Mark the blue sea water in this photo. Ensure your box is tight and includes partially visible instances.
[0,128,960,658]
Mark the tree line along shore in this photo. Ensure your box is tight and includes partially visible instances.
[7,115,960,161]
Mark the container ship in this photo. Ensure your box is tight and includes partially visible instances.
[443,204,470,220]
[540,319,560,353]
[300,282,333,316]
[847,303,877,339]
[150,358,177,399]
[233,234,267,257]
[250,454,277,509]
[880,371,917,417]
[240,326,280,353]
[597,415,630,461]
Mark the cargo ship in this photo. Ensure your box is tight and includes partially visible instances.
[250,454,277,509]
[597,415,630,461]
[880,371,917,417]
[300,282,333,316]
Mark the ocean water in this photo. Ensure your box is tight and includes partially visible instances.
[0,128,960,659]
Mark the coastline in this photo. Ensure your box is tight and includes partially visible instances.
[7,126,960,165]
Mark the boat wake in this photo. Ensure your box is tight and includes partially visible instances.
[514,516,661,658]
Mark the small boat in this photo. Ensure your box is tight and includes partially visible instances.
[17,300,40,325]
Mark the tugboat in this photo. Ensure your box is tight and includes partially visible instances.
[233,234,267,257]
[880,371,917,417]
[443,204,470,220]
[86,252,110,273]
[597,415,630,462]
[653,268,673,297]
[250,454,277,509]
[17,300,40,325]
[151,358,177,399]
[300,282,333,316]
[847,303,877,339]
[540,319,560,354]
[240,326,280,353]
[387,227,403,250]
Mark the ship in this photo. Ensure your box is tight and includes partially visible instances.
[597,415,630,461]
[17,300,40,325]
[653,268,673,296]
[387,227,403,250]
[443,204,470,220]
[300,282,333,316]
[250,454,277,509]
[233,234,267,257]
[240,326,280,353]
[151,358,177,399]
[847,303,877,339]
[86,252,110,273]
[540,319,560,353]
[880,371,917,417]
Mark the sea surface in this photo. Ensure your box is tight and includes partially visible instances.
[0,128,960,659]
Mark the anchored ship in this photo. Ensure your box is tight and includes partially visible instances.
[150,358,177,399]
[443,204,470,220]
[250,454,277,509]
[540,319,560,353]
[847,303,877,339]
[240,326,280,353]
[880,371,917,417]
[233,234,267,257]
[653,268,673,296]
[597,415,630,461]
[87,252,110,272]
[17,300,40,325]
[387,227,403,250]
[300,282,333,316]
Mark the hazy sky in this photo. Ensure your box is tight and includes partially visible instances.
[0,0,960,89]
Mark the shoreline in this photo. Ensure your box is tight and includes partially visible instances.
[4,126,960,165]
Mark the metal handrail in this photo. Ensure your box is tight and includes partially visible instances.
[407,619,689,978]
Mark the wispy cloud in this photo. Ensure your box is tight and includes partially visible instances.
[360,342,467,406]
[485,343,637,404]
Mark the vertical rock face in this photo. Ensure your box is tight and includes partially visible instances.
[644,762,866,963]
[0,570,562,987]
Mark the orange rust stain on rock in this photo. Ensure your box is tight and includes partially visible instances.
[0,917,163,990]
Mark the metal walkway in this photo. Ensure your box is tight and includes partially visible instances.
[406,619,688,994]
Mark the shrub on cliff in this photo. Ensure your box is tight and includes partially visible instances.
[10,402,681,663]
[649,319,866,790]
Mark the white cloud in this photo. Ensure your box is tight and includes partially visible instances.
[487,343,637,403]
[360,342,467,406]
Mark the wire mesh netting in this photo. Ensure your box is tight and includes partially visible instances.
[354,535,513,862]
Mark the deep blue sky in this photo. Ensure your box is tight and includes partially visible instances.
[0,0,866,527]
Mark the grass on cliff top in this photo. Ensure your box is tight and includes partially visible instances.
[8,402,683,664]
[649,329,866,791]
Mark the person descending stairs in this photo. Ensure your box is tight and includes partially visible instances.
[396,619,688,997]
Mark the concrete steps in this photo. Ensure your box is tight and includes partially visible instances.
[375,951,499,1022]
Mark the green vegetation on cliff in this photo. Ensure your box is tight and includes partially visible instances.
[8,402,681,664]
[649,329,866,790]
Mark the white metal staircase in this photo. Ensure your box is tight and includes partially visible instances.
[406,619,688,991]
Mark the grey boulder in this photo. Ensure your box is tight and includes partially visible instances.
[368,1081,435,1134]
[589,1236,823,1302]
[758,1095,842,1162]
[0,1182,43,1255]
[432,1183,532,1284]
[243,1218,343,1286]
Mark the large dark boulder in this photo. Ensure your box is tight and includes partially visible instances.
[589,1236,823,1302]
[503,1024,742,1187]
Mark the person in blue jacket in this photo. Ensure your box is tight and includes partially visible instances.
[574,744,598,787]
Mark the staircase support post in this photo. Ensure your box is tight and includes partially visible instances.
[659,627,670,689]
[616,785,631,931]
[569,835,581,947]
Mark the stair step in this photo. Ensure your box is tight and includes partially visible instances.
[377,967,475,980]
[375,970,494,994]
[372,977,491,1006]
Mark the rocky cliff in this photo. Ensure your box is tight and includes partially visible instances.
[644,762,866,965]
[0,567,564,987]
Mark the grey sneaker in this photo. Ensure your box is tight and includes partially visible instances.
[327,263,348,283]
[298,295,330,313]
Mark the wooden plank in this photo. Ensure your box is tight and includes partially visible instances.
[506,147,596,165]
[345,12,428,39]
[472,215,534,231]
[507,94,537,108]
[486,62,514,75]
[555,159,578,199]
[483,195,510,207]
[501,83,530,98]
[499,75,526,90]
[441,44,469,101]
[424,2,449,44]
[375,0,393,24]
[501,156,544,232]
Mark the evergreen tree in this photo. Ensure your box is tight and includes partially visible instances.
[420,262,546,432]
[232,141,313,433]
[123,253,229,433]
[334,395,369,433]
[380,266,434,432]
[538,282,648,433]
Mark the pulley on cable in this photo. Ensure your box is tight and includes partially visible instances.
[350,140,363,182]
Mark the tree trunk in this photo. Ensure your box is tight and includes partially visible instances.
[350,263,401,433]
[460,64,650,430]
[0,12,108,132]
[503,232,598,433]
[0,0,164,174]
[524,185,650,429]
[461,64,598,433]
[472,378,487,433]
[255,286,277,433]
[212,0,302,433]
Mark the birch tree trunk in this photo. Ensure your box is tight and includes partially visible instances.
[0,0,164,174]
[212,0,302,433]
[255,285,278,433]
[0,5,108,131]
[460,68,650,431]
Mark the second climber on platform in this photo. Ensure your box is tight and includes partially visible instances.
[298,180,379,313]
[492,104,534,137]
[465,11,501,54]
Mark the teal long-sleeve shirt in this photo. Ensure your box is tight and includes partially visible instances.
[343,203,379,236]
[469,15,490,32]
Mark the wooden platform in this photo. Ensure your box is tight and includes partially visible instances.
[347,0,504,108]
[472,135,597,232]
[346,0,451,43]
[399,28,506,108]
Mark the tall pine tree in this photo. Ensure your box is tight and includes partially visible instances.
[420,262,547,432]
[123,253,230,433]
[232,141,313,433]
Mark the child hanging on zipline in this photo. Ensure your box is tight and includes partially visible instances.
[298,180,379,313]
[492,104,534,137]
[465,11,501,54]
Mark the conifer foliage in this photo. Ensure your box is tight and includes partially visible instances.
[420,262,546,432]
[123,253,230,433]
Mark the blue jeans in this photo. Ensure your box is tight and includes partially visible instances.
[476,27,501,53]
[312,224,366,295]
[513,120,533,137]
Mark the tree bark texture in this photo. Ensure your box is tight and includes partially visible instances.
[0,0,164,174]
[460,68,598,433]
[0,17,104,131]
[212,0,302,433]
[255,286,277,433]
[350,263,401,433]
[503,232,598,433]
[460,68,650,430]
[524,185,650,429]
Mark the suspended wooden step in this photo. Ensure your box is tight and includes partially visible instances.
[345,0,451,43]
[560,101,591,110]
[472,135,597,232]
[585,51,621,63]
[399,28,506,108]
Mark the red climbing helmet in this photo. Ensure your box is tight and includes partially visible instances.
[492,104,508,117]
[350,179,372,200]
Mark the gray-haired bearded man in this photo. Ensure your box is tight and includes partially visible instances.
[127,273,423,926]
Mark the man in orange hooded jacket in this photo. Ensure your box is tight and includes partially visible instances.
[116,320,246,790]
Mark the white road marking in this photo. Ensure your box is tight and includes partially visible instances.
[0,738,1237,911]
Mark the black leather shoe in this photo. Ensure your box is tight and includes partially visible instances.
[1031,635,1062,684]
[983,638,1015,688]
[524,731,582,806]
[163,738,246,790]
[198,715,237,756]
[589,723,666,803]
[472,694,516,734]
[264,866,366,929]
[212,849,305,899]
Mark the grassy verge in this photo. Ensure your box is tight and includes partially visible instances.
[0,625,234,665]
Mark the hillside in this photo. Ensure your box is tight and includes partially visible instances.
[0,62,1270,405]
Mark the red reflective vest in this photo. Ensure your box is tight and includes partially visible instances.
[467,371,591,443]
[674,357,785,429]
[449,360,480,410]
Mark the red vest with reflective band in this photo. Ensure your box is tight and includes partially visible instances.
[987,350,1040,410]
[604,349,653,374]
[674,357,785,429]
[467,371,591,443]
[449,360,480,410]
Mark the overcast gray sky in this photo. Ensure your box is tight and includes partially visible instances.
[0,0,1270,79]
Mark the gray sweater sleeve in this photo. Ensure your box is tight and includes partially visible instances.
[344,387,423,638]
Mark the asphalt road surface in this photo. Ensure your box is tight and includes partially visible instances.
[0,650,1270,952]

______

Change "asphalt road surface" to "paved street surface" in the stretch from the line containing "Mark the asphalt" through the end of the records. Reproduce only those lines, with nothing else altered.

Mark the paved street surface in this photo. Ensure your box is tight and includes partially visible instances.
[0,650,1270,952]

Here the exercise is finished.